• [Problem to work on] Rewrite the data from the line with "Find the cabinet door handle" to the line with "<point>374,142</point>", both lines included, multiplying every answer coordinate by 0.35 and rounding it to a whole number, with halves rounded up. Keep all other text and numbers, including the sample coordinates, as they are.

[Saved entries]

============================================================

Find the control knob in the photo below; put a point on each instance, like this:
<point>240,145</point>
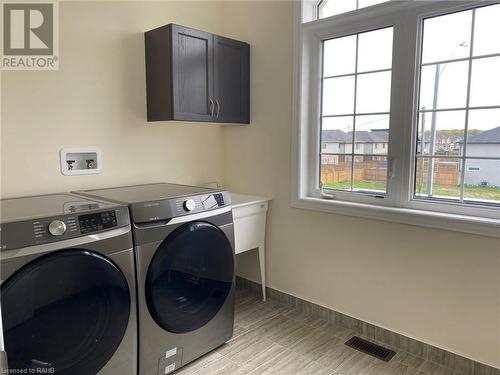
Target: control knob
<point>57,228</point>
<point>189,205</point>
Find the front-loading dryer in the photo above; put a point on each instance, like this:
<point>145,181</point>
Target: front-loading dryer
<point>183,237</point>
<point>68,292</point>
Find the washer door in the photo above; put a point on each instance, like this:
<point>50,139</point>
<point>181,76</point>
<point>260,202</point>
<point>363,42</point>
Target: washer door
<point>189,277</point>
<point>65,312</point>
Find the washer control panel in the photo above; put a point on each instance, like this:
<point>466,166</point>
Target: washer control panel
<point>57,228</point>
<point>166,209</point>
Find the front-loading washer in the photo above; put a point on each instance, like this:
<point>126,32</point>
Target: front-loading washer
<point>68,291</point>
<point>184,246</point>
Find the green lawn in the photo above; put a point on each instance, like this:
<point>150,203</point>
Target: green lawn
<point>470,191</point>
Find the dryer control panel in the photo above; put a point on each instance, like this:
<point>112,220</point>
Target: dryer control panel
<point>97,222</point>
<point>63,227</point>
<point>166,209</point>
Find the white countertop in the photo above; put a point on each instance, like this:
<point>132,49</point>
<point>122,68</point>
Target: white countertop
<point>240,200</point>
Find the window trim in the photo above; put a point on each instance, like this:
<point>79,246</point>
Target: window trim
<point>399,204</point>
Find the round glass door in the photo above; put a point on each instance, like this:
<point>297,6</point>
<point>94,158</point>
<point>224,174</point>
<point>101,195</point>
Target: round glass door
<point>189,277</point>
<point>64,313</point>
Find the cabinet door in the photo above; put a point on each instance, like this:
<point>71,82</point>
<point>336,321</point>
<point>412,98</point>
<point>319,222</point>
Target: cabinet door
<point>231,80</point>
<point>192,72</point>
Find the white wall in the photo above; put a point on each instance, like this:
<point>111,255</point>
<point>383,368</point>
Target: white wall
<point>97,98</point>
<point>437,286</point>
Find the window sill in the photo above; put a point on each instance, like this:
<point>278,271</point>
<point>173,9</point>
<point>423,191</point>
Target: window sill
<point>438,220</point>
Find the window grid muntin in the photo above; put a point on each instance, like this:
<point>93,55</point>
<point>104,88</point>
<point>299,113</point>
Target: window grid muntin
<point>463,157</point>
<point>352,154</point>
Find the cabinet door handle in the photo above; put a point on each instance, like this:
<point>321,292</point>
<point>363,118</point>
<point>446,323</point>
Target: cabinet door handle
<point>211,107</point>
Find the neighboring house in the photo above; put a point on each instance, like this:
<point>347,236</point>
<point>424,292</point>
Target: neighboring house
<point>483,171</point>
<point>374,142</point>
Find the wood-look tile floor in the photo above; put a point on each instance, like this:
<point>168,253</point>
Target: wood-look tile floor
<point>273,339</point>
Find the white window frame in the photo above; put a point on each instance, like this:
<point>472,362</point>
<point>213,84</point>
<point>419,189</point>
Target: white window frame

============================================================

• [Result]
Find the cabinet door handle in the photo above; put a point on each instance, like this:
<point>321,292</point>
<point>363,118</point>
<point>446,323</point>
Target: cabinet door handle
<point>74,37</point>
Find the neighboring house in the photo above; put a point on each instance, like this:
<point>347,236</point>
<point>424,292</point>
Target: neighboring house
<point>169,60</point>
<point>131,50</point>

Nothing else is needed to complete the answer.